#### ASSIGNMENT:
Starting at the beginning of the items and stopping after the line that contains "box: [62, 91, 216, 266]", write those lines out again with "rough mask" swapped for "coarse mask" and nothing else changed. Leave out the pictures.

######

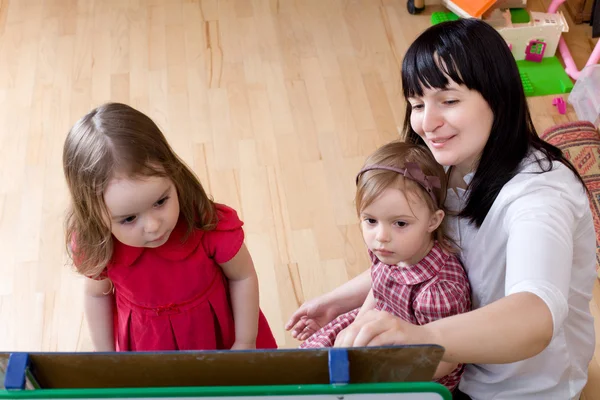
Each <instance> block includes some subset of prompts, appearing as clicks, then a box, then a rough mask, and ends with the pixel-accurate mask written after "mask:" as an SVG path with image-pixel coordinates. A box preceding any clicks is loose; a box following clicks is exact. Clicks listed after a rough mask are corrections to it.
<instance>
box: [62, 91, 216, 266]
mask: <svg viewBox="0 0 600 400" xmlns="http://www.w3.org/2000/svg"><path fill="white" fill-rule="evenodd" d="M63 169H64V173H65V178H66V181H67V186H68V188H69V192H70V194H71V201H72V204H71V207H70V209H69V212H68V214H67V219H66V244H67V249H68V251H69V254H70V256H71V257H72V259H73V260H74V261H75V266H76V268H77V270H78V272H79V273H81V274H83V275H86V276H90V277H97V276H99V274H100V273H101V272H102V271H103V270H104V268H105V267H106V265H107V264H108V262H109V261H110V259H111V257H112V252H113V242H112V240H113V239H112V234H111V227H110V225H107V219H106V216H107V215H109V213H108V210H107V208H106V205H105V203H104V197H103V196H104V190H105V189H106V186H107V184H108V183H109V181H110V180H111V179H112V178H113V177H114V176H115V175H116V174H117V173H119V174H125V175H126V176H128V177H131V178H141V177H148V176H160V177H167V178H169V179H170V180H171V181H173V184H174V185H175V188H176V189H177V193H178V197H179V206H180V210H181V214H182V216H183V218H185V221H186V223H187V226H188V234H189V233H191V232H192V230H193V229H194V228H198V229H203V230H211V229H214V227H215V225H216V222H217V217H216V211H215V207H214V203H213V201H212V200H211V199H210V198H209V197H208V195H207V194H206V192H205V191H204V188H203V187H202V185H201V184H200V181H199V180H198V177H197V176H196V175H195V174H194V173H193V172H192V170H191V169H190V168H189V167H188V166H187V165H186V164H185V163H184V162H183V161H182V160H181V159H180V158H179V157H178V156H177V155H176V154H175V152H174V151H173V149H172V148H171V146H170V145H169V144H168V142H167V140H166V138H165V136H164V135H163V133H162V132H161V131H160V129H159V128H158V126H157V125H156V124H155V123H154V122H153V121H152V120H151V119H150V118H149V117H148V116H146V115H145V114H143V113H141V112H140V111H138V110H136V109H134V108H132V107H130V106H128V105H125V104H120V103H107V104H103V105H101V106H100V107H97V108H95V109H93V110H92V111H90V112H89V113H88V114H86V115H85V116H83V117H82V118H81V119H80V120H79V121H77V122H76V123H75V125H74V126H73V127H72V128H71V130H70V131H69V133H68V135H67V138H66V140H65V144H64V148H63Z"/></svg>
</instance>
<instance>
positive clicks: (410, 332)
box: [336, 293, 552, 364]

######

#### OUTPUT FOR THIS TASK:
Each <instance> block includes some subset of prompts, appearing as clicks, then a box, then a coarse mask, and ends with the pixel-accurate mask written after "mask:" as an SVG path with image-pixel coordinates. A box preceding any clicks is loose; a box following clicks is exact. Clicks listed after a coarse mask are corrections to it.
<instance>
box: [62, 91, 216, 266]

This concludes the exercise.